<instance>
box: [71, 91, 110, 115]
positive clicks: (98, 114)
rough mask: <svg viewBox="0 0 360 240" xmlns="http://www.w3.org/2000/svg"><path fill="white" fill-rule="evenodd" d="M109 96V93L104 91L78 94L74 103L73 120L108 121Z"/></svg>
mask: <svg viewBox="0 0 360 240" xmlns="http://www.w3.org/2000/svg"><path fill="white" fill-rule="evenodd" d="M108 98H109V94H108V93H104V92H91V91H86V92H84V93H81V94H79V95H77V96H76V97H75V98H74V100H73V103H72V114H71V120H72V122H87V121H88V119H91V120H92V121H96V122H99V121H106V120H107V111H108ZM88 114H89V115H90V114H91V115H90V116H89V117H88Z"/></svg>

____________________

Every line between the one holding "rough mask: <svg" and the end of the listing above, inclusive, must be transcribed exactly; omit all others.

rough mask: <svg viewBox="0 0 360 240" xmlns="http://www.w3.org/2000/svg"><path fill="white" fill-rule="evenodd" d="M109 96V93L104 91L78 94L74 103L73 120L108 121Z"/></svg>
mask: <svg viewBox="0 0 360 240" xmlns="http://www.w3.org/2000/svg"><path fill="white" fill-rule="evenodd" d="M108 98H109V94H108V93H104V92H91V91H86V92H84V93H81V94H79V95H77V96H76V97H75V98H74V100H73V103H72V114H71V120H72V122H87V121H88V119H91V120H92V121H96V122H99V121H106V120H107V111H108ZM88 114H89V115H90V114H91V115H90V116H89V117H88Z"/></svg>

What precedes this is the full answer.